**Work to complete**
Format every line of the records below as a Markdown table with two columns, Row and Line. Number the rows and leave out blank lines.

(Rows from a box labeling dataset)
##############################
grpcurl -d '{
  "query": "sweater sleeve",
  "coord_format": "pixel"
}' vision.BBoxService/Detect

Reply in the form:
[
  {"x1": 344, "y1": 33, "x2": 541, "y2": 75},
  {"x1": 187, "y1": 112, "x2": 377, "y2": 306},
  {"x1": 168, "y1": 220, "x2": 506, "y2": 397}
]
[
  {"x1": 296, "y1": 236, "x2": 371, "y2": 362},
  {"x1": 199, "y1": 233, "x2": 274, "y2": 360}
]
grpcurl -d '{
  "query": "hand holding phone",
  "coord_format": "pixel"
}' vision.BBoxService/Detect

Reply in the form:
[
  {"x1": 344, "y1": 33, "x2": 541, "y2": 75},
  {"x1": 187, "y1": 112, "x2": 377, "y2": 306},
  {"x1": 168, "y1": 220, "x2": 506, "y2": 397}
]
##############################
**Complete response**
| Row | Line |
|---|---|
| 1 | grpcurl -d '{ |
| 2 |   "query": "sweater sleeve", |
| 3 |   "coord_format": "pixel" |
| 4 | }' vision.BBoxService/Detect |
| 5 | Reply in the form: |
| 6 | [ |
| 7 |   {"x1": 344, "y1": 33, "x2": 541, "y2": 75}, |
| 8 |   {"x1": 187, "y1": 112, "x2": 377, "y2": 306}, |
| 9 |   {"x1": 168, "y1": 220, "x2": 506, "y2": 397} |
| 10 | ] |
| 11 | [ |
| 12 |   {"x1": 296, "y1": 236, "x2": 371, "y2": 362}, |
| 13 |   {"x1": 199, "y1": 233, "x2": 274, "y2": 360} |
| 14 | ] |
| 15 | grpcurl -d '{ |
| 16 |   "query": "hand holding phone", |
| 17 |   "coord_format": "pixel" |
| 18 | }' vision.BBoxService/Detect |
| 19 | Reply in the form: |
| 20 | [ |
| 21 |   {"x1": 344, "y1": 33, "x2": 541, "y2": 75}, |
| 22 |   {"x1": 187, "y1": 112, "x2": 377, "y2": 306}, |
| 23 |   {"x1": 168, "y1": 220, "x2": 506, "y2": 397} |
| 24 | ] |